LISTED ENTRIES =
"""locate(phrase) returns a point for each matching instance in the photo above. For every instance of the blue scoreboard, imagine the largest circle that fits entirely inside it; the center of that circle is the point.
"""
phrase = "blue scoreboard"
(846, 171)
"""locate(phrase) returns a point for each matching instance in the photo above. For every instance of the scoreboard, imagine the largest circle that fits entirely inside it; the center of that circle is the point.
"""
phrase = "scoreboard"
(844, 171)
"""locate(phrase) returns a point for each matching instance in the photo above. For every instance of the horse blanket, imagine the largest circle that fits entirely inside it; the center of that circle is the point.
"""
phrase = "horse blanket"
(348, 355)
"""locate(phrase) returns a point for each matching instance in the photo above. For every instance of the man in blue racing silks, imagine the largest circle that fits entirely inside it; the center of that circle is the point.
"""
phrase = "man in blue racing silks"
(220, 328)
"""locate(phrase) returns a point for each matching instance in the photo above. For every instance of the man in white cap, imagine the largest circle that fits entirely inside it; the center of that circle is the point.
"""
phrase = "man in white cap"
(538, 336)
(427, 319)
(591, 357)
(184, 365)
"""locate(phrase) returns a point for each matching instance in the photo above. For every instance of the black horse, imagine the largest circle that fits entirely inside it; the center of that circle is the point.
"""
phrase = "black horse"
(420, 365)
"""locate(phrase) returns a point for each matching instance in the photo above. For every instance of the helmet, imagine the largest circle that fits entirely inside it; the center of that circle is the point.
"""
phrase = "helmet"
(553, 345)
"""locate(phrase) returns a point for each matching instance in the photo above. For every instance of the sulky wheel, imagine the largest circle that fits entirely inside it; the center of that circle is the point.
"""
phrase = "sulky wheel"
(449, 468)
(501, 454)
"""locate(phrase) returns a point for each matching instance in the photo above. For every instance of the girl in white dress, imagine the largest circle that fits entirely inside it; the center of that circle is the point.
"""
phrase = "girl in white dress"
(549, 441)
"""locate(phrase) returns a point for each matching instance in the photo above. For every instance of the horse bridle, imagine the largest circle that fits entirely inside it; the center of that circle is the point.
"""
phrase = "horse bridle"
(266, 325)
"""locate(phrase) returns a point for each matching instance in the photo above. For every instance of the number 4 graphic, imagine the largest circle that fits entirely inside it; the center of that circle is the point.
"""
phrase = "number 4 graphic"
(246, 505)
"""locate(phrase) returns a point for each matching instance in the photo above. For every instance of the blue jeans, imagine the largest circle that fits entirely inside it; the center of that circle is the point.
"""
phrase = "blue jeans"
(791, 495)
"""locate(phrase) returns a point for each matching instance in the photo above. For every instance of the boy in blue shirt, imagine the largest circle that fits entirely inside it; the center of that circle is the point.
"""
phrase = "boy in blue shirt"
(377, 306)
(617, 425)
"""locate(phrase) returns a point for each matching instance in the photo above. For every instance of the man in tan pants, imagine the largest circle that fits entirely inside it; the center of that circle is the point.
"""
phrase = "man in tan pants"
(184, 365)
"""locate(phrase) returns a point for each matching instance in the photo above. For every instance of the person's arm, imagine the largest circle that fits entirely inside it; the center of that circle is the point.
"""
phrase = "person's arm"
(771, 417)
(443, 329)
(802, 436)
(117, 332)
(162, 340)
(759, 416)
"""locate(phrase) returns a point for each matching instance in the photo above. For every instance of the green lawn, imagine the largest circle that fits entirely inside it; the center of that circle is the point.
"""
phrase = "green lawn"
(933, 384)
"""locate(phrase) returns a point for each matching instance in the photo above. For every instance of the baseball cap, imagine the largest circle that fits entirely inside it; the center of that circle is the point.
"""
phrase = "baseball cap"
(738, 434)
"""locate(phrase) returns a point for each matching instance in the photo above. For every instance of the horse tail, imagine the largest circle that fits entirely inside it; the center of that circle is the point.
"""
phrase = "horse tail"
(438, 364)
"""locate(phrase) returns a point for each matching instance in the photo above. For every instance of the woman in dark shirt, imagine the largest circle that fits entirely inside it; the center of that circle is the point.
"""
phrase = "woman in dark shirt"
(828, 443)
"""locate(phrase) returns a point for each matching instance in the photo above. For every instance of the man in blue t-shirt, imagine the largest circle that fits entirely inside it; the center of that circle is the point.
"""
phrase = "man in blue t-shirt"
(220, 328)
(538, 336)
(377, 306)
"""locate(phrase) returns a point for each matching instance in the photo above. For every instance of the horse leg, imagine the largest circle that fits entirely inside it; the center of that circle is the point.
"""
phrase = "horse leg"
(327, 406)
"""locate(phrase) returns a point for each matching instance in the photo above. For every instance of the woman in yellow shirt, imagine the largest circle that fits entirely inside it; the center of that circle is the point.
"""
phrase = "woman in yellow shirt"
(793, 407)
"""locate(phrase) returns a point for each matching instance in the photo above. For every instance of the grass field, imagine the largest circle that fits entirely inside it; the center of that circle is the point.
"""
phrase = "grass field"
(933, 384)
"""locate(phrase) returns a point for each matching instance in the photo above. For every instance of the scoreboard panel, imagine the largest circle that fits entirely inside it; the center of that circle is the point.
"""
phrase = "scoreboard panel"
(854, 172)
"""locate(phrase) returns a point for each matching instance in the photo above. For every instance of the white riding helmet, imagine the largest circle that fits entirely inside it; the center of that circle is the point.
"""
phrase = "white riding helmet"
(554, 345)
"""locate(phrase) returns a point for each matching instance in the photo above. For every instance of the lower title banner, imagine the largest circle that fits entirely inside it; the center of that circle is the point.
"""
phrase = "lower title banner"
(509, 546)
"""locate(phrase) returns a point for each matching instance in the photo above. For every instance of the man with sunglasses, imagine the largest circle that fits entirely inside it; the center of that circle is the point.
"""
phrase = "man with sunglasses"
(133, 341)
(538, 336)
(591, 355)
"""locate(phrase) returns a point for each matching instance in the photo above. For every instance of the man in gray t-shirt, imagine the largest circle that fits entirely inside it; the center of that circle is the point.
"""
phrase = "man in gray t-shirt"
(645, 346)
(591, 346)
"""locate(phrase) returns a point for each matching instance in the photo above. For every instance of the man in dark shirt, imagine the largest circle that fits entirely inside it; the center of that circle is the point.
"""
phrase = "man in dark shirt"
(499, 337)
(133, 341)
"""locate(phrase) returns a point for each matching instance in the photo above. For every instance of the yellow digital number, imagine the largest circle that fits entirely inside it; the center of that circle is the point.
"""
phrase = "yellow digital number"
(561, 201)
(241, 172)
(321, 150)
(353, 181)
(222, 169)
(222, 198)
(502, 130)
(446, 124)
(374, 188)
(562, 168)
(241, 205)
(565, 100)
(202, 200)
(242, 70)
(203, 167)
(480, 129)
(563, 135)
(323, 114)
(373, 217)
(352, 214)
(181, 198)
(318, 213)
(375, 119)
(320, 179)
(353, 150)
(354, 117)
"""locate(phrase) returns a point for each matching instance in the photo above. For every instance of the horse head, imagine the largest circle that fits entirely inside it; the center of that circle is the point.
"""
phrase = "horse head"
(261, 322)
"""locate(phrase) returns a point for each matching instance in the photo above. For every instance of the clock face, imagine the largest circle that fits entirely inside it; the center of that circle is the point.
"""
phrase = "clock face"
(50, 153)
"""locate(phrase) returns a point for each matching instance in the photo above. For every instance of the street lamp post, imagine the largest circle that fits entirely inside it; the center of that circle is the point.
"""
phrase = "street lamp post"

DO THIS = Transcribe the records above exactly, but only from the line that contains "of the yellow" through their final line, inclusive.

CORRECT ANSWER =
"""locate(phrase) returns a point for each matching instance in the photo above. For every instance of the yellow digital number, imagine the largest circle that fits entirely inside it; the center of that circle is the point.
"""
phrase = "yellow digital number"
(561, 201)
(241, 172)
(321, 150)
(353, 181)
(222, 169)
(222, 198)
(502, 130)
(446, 124)
(374, 188)
(562, 168)
(241, 205)
(565, 100)
(202, 200)
(242, 70)
(203, 167)
(480, 129)
(563, 135)
(323, 114)
(373, 217)
(352, 214)
(181, 198)
(318, 213)
(375, 119)
(320, 179)
(353, 150)
(354, 117)
"""locate(phrase) returns a point for each matching instance in the photo above. For every instance of the horse head, imagine the largest circle that fits entirely inside it; the center of that circle is the point.
"""
phrase = "horse head"
(261, 322)
"""locate(phrase) returns a point for each matching instance in the photo above. For every instance of the clock face, imagine the largest circle that fits entirely inside it; the center of that circle is the point.
"""
phrase = "clock face"
(50, 153)
"""locate(phrase) returns a point for each matching instance in the photo above. For every instance of the street lamp post, imagine the largest circle that fits entirely inside it; the center of that circle is the point.
"""
phrase = "street lamp post"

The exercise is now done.